PROMPT:
Repeat all of the data word for word so that only the pictures are missing from the copy.
= Beginning of Section =
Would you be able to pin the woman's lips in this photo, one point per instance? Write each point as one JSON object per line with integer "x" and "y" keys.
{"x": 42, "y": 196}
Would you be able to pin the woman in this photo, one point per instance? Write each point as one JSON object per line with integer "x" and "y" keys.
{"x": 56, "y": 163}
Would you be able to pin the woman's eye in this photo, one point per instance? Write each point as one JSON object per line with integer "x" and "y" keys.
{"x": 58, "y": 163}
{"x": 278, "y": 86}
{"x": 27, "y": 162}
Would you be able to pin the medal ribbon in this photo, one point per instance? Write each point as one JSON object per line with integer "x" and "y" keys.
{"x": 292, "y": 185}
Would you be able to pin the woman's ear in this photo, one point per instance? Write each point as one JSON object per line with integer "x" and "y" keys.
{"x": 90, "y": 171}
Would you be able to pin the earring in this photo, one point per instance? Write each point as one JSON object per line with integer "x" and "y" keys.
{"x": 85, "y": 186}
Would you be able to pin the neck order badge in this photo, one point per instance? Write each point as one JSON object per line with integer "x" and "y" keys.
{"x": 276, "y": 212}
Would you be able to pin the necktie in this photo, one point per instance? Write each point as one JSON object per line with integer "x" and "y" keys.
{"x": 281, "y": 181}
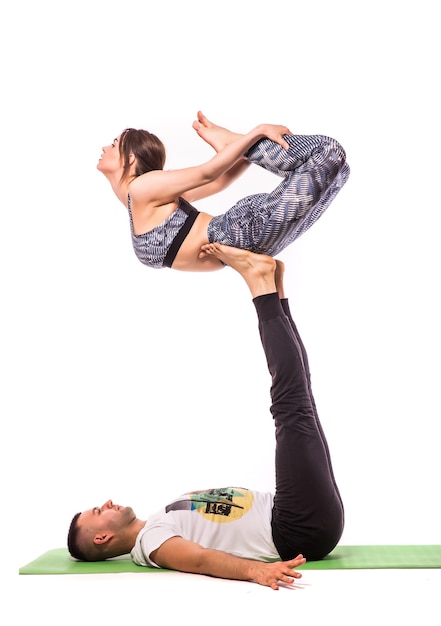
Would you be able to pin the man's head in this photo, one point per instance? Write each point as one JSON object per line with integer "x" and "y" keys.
{"x": 103, "y": 532}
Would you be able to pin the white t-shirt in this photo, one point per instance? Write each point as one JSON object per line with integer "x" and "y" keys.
{"x": 234, "y": 520}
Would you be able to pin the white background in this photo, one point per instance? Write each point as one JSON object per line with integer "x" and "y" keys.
{"x": 133, "y": 384}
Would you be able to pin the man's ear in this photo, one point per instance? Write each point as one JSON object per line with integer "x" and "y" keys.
{"x": 103, "y": 537}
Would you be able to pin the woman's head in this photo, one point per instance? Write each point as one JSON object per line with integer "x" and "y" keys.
{"x": 149, "y": 152}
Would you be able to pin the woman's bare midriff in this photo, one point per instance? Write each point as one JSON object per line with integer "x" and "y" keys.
{"x": 187, "y": 258}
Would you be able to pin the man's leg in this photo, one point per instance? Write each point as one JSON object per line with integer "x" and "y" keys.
{"x": 308, "y": 514}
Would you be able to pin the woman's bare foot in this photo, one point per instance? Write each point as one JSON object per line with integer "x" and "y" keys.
{"x": 216, "y": 136}
{"x": 278, "y": 277}
{"x": 258, "y": 270}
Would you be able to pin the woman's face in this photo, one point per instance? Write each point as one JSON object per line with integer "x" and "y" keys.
{"x": 110, "y": 160}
= End of Section =
TASK OUTPUT:
Would you be able to pin the woman's lips in this photo, one point per instance? Write each point as one JSON object per line with integer "x" and "y" keys.
{"x": 42, "y": 196}
Would you be able to pin the woman in this photo, one point per instance? Write each point as one JSON object per line with integer "x" and "y" keys.
{"x": 56, "y": 163}
Would you be able to pin the woman's eye in this photo, one point per instance? Write each point as one JSON object per line with integer "x" and "y" keys.
{"x": 58, "y": 163}
{"x": 278, "y": 86}
{"x": 27, "y": 162}
Would you be able to pin the medal ribbon in this photo, one point per instance? Write each point as one JSON object per line with integer "x" and "y" keys.
{"x": 292, "y": 185}
Would you be able to pin the woman's ear in this photo, one point per instance? Write each point as one JSON object per line with integer "x" and "y" keys.
{"x": 90, "y": 171}
Would you be able to pin the earring in this photo, one point per instance? Write each point as one JSON object per line with integer "x" and "y" keys.
{"x": 85, "y": 186}
Would you be able to pin the neck order badge in this photo, one point per instance? Write each point as one JSON object per line with integer "x" and "y" keys.
{"x": 276, "y": 212}
Would you be able to pin the necktie in this photo, one point per instance? Write each point as one JSON object per line with integer "x" and "y" keys.
{"x": 281, "y": 181}
Would you be able to pin the man's head in this photo, one point per instance? Write each point as one JSON object per line with integer "x" and "y" keys.
{"x": 103, "y": 532}
Would you be able to pin the white t-shirt in this photo, one point per instance? Write each point as one JSON object per line with integer "x" and "y" keys.
{"x": 234, "y": 520}
Would you be able to pin the white background in this photo, one point per instance? Write each point as one JSON object per line with integer "x" and "y" keys.
{"x": 133, "y": 384}
Would you be able to pin the man's ear in this photo, one point per instance? Write each point as one JSON object per line with integer "x" and "y" keys.
{"x": 103, "y": 537}
Would you be able to pin the woman's head in this photo, one point per instance? Write each point as one JSON object per line with integer "x" and "y" keys.
{"x": 149, "y": 152}
Would you be able to pin the woman's bare midriff in this photo, one point per instance? Write each point as one JSON object per line with integer "x" and "y" keys.
{"x": 187, "y": 258}
Would you be able to pin the man's leg in this photo, one point per instance? Write each point as one JSON object per line with integer "x" and "y" keys.
{"x": 308, "y": 514}
Would you be able to pin the woman's bare foot in this photo, one point per instance? Write each point as one JSON object per line with integer "x" and "y" keys.
{"x": 216, "y": 136}
{"x": 278, "y": 277}
{"x": 258, "y": 270}
Would you be able to pin the woman's face in this photo, one point per instance? Write each point as one JSON object per line with integer "x" and "y" keys.
{"x": 110, "y": 160}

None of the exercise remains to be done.